## TEXTAUSZUG
---*---

Eine Besonderheit der Weltwirtschaft sieht Wallerstein in der Form der Wirtschaftsorganisation. Der hier vorherrschende Kapitalismus hat aus der Vielartigkeit der politischen Systeme in der Weltwirtschaft stark profitiert. Denn für Wallerstein beruht der Kapitalismus eben nicht auf der Nicht-Einmischung des Staates in ökonomische Belange. Sondern er beruht auf der ständigen Absorption der ökonomischen Verluste durch politische Gebilde, während der zeitgleichen Verteilung von ökonomischen Gewinnen an private Besitzer5.

Wallerstein glaubt: Es ist für den Kapitalismus wichtig ist, dass die Wirtschaftsfaktoren in einem Gebiet wirksam sind, welches ein politisches System völlig kontrollieren kann. Dieser Umstand gibt den Kapitalisten eine strukturell begründete Handlungsfreiheit. Diese hat zur Folge, dass die stetige wirtschaftliche Ausdehnung des Welt-Systems möglich ist, obwohl die Verteilung der Gewinne sehr einseitig ist. Ein alternatives Welt-System, in dem das Verteilungssystem verändert werden und trotzdem ein hohes Produktionsniveau aufrechterhalten werden könnte, würde eine Reintegration der politischen und wirtschaftlichen Entscheidungsebene bedeuten. Diese sozialistische Weltregierung stellt eine dritte mögliche Form des Welt-Systems da. Diese Form des Welt-Systems ist zurzeit weder existent noch war sie im 16 Jahrhundert vorstellbar 6.

Die schon erwähnte Arbeitsteilung im Welt-System ist nicht nur funktional verteilt, sondern auch geographisch. Die Verteilung der ökonomischen Aufgaben im Welt-System erfolgt nicht gleichmäßig. Dieser Umstand ist zum einen eine Folge ökologischer und geographischer Gegebenheiten, doch dient er vor allem der sozialen Organisation der Arbeit. Es legitimiert und vergrößert die Fähigkeit einer Gruppe innerhalb des Systems, die Arbeit der anderen auszubeuten7.

---*---

## ZU BEARBEITEN
[1] Welche dritte mögliche Form des Welt-Systems wird im Auszug über Wallersteins Welt-System genannt?
[2] Greifen Sie den Auszug über Wallersteins Welt-System am Ende auf und schreiben Sie ihn weiter.

Datenauflistung:
---*---

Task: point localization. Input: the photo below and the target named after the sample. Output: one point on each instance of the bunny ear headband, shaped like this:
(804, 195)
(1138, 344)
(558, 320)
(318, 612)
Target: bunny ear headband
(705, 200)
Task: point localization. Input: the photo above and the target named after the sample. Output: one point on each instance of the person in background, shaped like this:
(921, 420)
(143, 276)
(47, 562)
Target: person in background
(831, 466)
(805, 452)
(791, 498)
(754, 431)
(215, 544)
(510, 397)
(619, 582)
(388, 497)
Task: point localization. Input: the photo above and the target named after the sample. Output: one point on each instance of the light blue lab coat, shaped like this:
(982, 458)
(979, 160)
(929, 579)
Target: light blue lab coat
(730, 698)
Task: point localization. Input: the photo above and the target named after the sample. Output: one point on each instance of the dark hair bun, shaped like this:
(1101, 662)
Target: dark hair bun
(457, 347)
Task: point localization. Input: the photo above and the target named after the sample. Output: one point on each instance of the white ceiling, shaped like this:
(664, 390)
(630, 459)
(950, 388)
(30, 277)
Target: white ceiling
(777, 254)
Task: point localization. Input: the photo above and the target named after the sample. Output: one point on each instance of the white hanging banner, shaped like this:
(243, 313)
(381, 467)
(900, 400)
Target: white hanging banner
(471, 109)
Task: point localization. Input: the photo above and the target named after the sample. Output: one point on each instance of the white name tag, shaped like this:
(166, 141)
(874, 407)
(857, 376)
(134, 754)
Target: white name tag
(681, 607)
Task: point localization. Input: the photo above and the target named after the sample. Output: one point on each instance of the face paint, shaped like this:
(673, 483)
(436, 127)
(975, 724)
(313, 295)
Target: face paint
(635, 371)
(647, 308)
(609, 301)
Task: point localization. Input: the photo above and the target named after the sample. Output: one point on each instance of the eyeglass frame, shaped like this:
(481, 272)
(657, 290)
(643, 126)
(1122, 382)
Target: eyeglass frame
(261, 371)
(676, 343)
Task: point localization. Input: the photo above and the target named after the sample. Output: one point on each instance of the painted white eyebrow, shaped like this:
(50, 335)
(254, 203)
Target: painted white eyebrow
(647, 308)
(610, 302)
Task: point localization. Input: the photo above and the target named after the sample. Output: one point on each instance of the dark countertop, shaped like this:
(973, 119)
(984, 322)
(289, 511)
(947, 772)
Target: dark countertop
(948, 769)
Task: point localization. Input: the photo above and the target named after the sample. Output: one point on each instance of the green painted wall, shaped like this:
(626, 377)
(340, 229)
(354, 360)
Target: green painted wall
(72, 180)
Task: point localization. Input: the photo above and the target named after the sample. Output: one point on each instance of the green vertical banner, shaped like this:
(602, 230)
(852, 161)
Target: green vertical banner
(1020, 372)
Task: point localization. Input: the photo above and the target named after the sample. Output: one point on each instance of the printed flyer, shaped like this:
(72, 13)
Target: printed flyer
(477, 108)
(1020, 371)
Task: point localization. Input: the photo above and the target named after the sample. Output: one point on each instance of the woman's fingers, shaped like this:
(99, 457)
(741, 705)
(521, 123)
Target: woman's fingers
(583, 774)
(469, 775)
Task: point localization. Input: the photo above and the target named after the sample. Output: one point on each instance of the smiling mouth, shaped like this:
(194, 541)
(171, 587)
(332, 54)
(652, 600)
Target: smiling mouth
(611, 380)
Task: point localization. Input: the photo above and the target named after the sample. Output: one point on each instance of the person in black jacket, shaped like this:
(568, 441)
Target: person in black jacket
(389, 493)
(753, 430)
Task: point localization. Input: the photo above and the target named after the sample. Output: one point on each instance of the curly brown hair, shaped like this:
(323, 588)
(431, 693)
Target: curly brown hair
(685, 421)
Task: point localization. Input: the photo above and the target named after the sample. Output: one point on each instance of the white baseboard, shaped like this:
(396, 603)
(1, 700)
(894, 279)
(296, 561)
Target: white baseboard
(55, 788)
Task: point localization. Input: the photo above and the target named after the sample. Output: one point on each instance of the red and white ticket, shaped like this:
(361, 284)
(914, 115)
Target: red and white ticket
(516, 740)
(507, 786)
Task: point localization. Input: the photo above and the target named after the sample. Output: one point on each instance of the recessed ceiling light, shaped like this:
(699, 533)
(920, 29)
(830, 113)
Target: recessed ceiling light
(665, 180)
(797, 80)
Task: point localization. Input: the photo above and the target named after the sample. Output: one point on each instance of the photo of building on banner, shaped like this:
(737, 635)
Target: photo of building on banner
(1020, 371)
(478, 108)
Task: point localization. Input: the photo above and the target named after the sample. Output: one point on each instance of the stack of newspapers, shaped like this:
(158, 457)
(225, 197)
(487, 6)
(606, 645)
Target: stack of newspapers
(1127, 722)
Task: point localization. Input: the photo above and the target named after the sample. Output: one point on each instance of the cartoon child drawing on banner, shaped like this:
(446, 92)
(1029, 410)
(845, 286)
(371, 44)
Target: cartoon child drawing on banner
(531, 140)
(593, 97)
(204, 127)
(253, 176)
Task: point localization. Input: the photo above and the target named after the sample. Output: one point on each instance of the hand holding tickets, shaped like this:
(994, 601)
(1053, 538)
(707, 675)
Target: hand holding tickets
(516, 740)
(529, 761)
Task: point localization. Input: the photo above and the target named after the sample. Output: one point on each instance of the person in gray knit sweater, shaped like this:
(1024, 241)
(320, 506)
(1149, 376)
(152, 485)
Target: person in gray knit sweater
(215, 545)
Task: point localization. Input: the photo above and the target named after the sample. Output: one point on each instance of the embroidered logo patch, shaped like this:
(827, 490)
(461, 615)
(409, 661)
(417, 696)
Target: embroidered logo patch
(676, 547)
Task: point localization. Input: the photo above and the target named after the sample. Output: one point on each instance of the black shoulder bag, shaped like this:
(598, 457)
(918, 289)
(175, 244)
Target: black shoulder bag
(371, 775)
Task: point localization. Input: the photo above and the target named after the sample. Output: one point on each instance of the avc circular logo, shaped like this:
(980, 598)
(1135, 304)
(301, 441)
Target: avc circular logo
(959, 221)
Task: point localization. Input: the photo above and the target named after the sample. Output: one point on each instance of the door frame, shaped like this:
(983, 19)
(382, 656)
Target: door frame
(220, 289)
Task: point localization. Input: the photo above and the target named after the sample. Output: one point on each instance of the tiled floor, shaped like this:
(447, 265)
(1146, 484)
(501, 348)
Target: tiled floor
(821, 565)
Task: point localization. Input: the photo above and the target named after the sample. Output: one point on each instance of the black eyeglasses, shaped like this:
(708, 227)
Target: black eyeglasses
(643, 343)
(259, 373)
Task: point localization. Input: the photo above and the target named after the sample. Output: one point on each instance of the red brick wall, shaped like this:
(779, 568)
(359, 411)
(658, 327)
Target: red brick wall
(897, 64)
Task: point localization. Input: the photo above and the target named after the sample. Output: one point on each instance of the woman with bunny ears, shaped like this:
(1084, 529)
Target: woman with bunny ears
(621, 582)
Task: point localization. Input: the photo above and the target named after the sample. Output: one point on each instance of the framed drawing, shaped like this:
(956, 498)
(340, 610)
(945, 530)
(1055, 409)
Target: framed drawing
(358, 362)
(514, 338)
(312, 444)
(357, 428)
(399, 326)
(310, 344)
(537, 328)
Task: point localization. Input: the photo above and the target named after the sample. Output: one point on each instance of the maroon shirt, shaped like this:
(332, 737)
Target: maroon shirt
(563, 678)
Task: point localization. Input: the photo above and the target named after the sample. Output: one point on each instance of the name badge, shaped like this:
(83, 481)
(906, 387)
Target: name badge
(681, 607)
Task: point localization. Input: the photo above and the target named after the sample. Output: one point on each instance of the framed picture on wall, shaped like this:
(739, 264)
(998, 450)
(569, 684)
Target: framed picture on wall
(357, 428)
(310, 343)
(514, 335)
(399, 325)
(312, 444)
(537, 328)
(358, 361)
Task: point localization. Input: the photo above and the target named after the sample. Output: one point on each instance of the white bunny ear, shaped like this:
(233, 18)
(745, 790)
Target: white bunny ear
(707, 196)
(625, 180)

---*---

## LÖSUNGEN
[1] Eine sozialistische Weltregierung.

[2]
2.2. Zentralstaaten, Semiperipherie und Peripherie-Gebiete

Geht es um die Einteilung der Weltwirtschaften, kann man laut Wallerstein drei verschiedene Bereiche ausmachen. Sie bestehen aus Zentralstaaten, Semiperipherie und Peripherie-Gebieten. Letztere werden nicht als Staaten bezeichnet, denn für die Peripherie-Gebiete ist es charakteristisch, dass ihre Staaten schwach sind. Diese Schwäche kann von einem geringen Grad an Autonomie bis hin zu der Nichtexistenz des Staates reichen8.

Zuerst könnten die Semiperipherie-Gebiete wie eine Restkategorie wirken. Sie sind jedoch ein notwendiges Strukturelement. Diese Bereiche leiten den politischen Druck ab, der sich zwischen den Zentralstaaten und den Peripherie-Gebieten entwickeln kann.

Die vorhandene Teilung des Welt-Systems bringt ebenfalls eine Hierarchie der Aufgaben mit sich. In den höherrangigen Gebieten werden Aufgaben erledigt, die ein höheres Niveau an Ausbildung und größere Kapitalisierung erfordern. Laut Wallerstein liegt es daran , „da eine kapitalistische Weltwirtschaft im wesentlichen akkumuliertes Kapital, inklusive menschliches Kapital, höher belohnt als rohe Arbeitskraft […]“ (Wallerstein, 1986, S. 521). Deshalb hat die ungünstige geographische Verteilung der anspruchsvollen Tätigkeiten die Tendenz, sich selbst zu erhalten. Diese Tendenz wird vom Markt eher verstärkt als unterminiert. Ein fehlender politischer Mechanismus für die Weltwirtschaft verhindert eine gleichmäßigere Lohnverteilung.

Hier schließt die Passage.